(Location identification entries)
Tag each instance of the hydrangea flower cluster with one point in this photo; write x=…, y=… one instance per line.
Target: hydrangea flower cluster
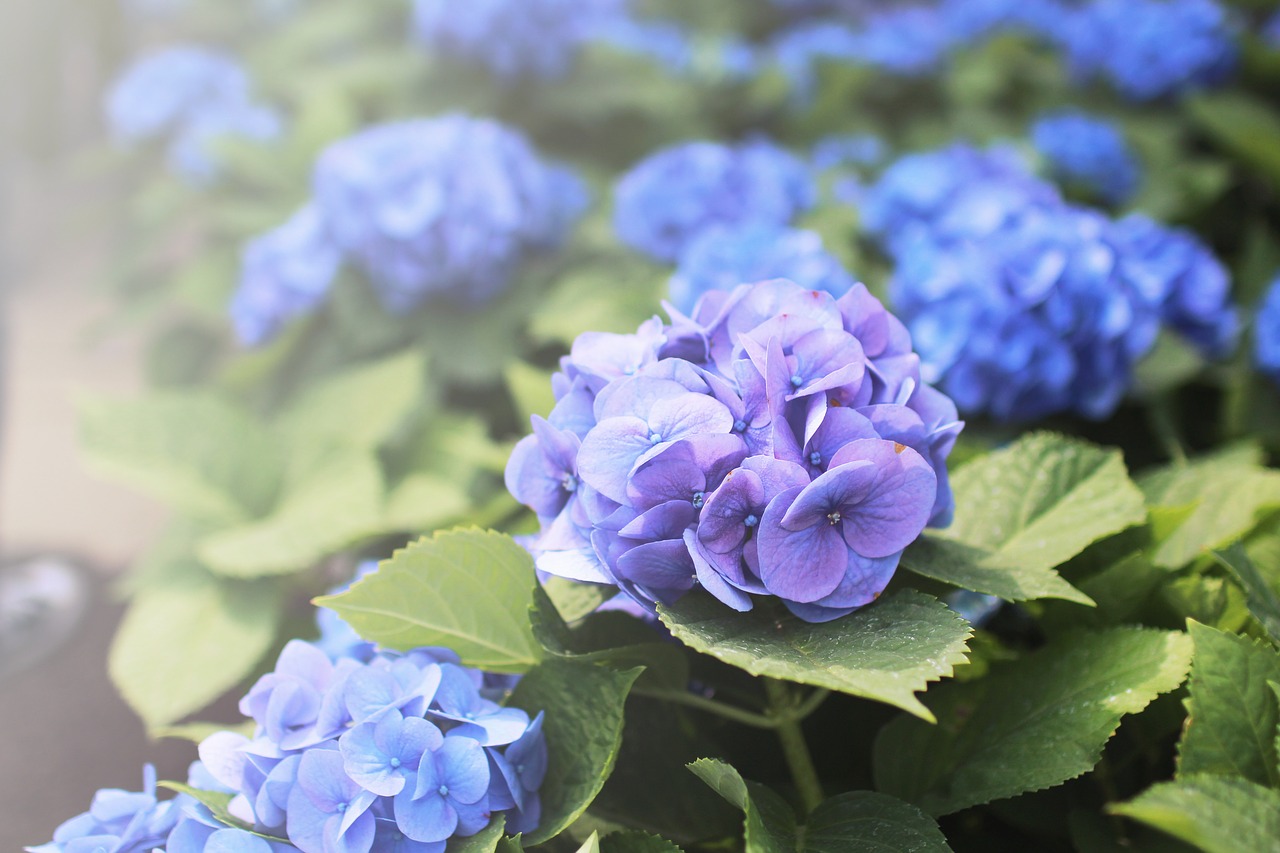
x=775, y=442
x=1089, y=153
x=188, y=96
x=515, y=37
x=426, y=208
x=1023, y=305
x=671, y=197
x=721, y=259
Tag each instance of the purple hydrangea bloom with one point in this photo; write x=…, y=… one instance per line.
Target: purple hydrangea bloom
x=711, y=451
x=188, y=96
x=284, y=273
x=667, y=200
x=442, y=206
x=515, y=37
x=1088, y=151
x=721, y=259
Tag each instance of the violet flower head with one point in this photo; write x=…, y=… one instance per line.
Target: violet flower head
x=775, y=441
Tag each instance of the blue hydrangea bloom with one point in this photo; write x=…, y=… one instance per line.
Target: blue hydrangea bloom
x=723, y=258
x=443, y=206
x=1266, y=333
x=773, y=427
x=190, y=96
x=284, y=273
x=515, y=37
x=668, y=199
x=1088, y=151
x=1150, y=49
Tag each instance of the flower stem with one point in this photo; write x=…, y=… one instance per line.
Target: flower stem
x=782, y=707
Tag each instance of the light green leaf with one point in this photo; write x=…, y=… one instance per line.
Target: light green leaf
x=1232, y=714
x=887, y=651
x=1025, y=509
x=360, y=406
x=466, y=589
x=330, y=507
x=188, y=639
x=1028, y=725
x=868, y=822
x=196, y=452
x=769, y=825
x=1264, y=602
x=584, y=731
x=1214, y=813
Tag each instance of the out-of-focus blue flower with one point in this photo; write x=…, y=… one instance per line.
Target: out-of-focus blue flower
x=667, y=200
x=284, y=273
x=515, y=37
x=1152, y=48
x=723, y=258
x=443, y=206
x=1266, y=333
x=769, y=428
x=192, y=97
x=1088, y=151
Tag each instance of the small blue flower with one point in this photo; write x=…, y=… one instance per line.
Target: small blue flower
x=1089, y=153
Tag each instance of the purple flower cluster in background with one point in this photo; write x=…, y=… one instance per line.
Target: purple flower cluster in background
x=1023, y=305
x=1088, y=153
x=188, y=97
x=776, y=441
x=429, y=208
x=671, y=197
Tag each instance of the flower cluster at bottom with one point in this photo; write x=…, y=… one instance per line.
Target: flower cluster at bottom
x=401, y=752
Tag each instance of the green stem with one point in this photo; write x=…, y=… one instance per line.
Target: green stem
x=794, y=747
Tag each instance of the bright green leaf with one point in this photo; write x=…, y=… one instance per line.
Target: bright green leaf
x=584, y=731
x=868, y=822
x=1232, y=714
x=1025, y=509
x=887, y=651
x=1214, y=813
x=1029, y=725
x=466, y=589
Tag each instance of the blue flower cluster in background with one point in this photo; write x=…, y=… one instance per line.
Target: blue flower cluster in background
x=775, y=442
x=671, y=197
x=1089, y=153
x=1023, y=305
x=187, y=97
x=446, y=206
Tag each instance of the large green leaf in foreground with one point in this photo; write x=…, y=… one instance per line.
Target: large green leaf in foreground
x=1024, y=510
x=1029, y=725
x=466, y=589
x=886, y=652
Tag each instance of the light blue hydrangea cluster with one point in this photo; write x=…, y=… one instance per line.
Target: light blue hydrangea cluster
x=1088, y=153
x=1023, y=305
x=671, y=197
x=430, y=208
x=775, y=442
x=187, y=97
x=515, y=39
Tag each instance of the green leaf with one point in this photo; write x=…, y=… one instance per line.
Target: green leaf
x=196, y=452
x=1264, y=602
x=1022, y=511
x=1029, y=725
x=584, y=731
x=360, y=406
x=769, y=825
x=868, y=822
x=190, y=638
x=1232, y=714
x=1214, y=813
x=887, y=651
x=466, y=589
x=329, y=509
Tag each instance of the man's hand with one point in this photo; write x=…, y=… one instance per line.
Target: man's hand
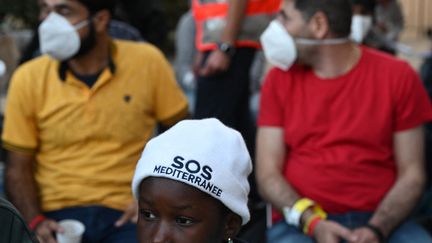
x=364, y=235
x=332, y=232
x=46, y=230
x=217, y=62
x=130, y=215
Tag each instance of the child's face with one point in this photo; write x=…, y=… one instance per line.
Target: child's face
x=170, y=211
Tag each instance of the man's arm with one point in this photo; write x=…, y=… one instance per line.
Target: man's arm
x=22, y=191
x=219, y=61
x=410, y=181
x=21, y=187
x=274, y=188
x=270, y=156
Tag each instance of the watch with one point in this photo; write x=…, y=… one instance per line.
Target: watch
x=226, y=48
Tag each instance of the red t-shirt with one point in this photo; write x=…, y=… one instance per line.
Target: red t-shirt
x=339, y=132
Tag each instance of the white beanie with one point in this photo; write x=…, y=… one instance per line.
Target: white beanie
x=204, y=154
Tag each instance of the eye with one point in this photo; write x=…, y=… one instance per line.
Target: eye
x=147, y=215
x=184, y=221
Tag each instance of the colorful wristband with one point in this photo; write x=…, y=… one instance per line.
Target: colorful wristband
x=312, y=225
x=308, y=222
x=293, y=215
x=36, y=221
x=377, y=231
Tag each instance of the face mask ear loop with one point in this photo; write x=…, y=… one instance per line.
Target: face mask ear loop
x=82, y=24
x=302, y=41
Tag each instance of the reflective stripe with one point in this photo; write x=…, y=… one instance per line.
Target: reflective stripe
x=210, y=20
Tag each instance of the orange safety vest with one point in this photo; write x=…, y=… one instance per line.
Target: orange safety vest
x=210, y=17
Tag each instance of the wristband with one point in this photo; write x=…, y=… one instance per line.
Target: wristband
x=377, y=232
x=36, y=221
x=292, y=215
x=311, y=228
x=309, y=222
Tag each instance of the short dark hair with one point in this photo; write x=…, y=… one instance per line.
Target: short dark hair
x=368, y=5
x=338, y=12
x=96, y=5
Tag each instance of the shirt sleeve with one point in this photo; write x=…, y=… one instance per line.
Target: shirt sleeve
x=412, y=104
x=170, y=101
x=19, y=127
x=271, y=112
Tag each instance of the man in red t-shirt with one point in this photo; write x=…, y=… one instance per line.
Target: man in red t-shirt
x=340, y=139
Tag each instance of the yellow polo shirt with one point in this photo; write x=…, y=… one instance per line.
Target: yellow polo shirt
x=87, y=140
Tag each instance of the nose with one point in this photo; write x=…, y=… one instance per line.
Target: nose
x=163, y=233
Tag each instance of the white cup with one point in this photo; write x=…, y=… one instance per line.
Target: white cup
x=73, y=231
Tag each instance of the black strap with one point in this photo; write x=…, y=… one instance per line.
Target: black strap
x=377, y=231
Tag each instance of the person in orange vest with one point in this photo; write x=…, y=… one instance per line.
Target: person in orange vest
x=227, y=38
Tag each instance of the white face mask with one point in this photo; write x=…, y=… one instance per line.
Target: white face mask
x=58, y=38
x=360, y=26
x=280, y=47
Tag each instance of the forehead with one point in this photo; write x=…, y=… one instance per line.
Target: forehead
x=288, y=8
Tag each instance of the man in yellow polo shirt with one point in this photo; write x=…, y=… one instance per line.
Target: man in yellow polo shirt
x=78, y=118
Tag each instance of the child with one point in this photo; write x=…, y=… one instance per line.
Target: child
x=191, y=184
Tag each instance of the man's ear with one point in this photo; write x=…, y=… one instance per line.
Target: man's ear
x=319, y=25
x=232, y=225
x=101, y=20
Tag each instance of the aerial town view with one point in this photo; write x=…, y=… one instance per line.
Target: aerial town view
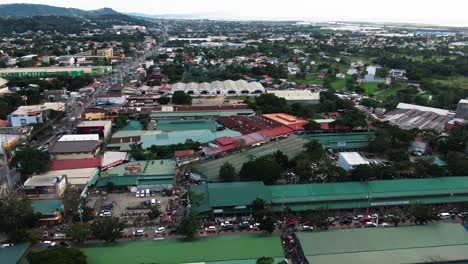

Your goal: From the items above, pull out every line that contains the string "wristband" and copy those lines unchanged. Match the string with case sensitivity.

Complete output:
Tag each instance of the colorful wristband with one point in this photo; write x=…, y=… one instance per line.
Target: colorful wristband
Tag each instance of the wristband with one point in this photo; write x=…, y=… one instance per line.
Target: wristband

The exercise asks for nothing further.